Exercise -
Copy the listing below, starting at its first line and ending at the line that contains "<point>851,250</point>", including the request lines. Scale every answer coordinate by 2 and round to whole numbers with halves going up, leaving the requests and their sample points as they are.

--- start ---

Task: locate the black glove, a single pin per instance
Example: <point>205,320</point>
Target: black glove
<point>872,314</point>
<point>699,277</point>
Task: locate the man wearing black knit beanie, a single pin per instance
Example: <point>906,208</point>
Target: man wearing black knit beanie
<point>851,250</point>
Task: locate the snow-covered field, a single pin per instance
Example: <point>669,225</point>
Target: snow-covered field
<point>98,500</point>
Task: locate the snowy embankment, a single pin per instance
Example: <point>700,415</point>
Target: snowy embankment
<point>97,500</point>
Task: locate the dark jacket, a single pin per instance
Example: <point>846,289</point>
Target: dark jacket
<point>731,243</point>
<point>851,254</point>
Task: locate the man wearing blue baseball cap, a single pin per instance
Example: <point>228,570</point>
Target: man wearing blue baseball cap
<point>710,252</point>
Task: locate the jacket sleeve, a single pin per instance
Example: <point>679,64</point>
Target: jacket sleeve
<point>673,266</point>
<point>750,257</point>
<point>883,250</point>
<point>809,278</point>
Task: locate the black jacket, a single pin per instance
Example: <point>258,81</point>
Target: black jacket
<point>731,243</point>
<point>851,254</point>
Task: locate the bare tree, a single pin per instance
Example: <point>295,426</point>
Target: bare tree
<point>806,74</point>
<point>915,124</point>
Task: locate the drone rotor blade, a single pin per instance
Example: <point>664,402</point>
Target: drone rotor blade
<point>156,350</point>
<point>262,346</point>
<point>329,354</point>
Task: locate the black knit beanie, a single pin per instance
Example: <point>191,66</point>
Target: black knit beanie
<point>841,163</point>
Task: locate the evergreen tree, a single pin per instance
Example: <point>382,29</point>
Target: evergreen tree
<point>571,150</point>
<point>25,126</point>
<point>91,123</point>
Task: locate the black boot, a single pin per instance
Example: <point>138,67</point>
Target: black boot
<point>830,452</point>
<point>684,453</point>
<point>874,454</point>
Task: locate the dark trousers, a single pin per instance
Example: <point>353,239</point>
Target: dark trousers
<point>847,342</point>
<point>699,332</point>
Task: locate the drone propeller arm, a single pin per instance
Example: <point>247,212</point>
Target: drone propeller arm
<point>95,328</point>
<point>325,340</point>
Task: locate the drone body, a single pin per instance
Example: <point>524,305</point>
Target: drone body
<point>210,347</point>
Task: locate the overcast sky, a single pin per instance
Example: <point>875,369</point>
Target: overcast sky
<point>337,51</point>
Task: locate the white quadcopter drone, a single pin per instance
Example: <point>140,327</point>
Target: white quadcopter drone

--- end ---

Result -
Task: locate the black glove, a single pin per instance
Example: <point>205,320</point>
Target: black glove
<point>1744,628</point>
<point>1398,554</point>
Task: locate the man wearing black knit beanie, a single pin per instance
Example: <point>906,208</point>
Target: man wearing black knit beanie
<point>1702,500</point>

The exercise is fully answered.